BEGIN Information provided

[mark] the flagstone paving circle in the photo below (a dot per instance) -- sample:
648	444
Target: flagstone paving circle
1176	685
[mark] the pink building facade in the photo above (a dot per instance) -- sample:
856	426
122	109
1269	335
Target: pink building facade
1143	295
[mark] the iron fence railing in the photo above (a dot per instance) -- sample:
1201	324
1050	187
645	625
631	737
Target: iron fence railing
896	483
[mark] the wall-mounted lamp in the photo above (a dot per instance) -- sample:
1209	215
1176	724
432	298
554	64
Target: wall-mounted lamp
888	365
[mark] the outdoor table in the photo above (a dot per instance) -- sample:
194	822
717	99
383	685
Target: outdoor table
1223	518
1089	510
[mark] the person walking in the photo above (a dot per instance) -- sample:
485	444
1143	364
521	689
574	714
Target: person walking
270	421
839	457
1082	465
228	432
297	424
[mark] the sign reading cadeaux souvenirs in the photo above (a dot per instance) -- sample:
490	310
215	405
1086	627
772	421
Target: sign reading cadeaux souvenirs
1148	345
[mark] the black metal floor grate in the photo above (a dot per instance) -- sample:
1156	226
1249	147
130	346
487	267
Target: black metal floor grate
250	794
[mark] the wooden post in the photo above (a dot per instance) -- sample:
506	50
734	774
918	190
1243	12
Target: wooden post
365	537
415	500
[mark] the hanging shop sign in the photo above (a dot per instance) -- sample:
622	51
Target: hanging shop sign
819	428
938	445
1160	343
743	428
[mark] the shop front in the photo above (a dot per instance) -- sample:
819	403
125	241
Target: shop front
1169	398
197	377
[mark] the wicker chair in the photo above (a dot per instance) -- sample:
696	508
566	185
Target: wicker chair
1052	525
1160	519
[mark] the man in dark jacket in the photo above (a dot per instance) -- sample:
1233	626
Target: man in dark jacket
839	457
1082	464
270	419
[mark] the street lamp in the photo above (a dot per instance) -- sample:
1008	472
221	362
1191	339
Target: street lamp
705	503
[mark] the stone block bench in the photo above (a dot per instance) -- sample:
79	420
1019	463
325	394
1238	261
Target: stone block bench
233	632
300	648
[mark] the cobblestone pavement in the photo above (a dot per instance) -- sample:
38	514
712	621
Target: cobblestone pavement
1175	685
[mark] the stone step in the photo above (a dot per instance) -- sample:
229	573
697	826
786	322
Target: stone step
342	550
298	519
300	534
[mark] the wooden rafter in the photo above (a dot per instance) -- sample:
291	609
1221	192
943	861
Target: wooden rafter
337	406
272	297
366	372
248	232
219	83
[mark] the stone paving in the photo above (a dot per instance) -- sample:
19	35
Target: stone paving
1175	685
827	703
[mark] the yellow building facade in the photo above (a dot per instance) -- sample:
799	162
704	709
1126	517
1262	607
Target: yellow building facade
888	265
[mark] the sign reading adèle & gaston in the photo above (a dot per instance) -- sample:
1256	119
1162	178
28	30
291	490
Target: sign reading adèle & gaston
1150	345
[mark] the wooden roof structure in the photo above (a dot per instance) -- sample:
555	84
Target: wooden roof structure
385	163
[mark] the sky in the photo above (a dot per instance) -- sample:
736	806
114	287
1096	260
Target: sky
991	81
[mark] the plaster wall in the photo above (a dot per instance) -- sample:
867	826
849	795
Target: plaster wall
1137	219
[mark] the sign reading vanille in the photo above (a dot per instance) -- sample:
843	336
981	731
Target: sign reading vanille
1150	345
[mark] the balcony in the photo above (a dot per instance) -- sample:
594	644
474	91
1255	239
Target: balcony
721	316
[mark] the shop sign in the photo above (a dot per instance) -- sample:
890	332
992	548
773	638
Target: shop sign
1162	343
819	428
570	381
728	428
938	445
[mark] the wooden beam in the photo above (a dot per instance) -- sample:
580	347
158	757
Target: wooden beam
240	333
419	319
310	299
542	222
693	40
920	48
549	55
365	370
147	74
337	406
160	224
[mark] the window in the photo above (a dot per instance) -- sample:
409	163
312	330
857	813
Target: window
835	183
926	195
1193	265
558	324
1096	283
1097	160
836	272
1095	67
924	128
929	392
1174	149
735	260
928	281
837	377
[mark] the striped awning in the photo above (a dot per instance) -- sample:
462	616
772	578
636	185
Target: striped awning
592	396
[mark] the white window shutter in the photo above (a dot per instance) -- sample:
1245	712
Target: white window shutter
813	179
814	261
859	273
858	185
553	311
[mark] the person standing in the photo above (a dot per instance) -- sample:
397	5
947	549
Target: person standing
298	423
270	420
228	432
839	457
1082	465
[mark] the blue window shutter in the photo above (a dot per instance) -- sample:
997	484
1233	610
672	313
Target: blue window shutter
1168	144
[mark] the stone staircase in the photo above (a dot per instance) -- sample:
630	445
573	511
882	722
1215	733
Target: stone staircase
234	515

END Information provided

Copy out the lines from the one containing "[mark] the stone staircase" through the end of the material, replacing "stone staircase" with "stone steps" and changing nothing else.

[mark] the stone steps in the photo above (a dot per instance) -- sample:
630	445
573	511
882	722
1215	733
Target: stone steps
234	515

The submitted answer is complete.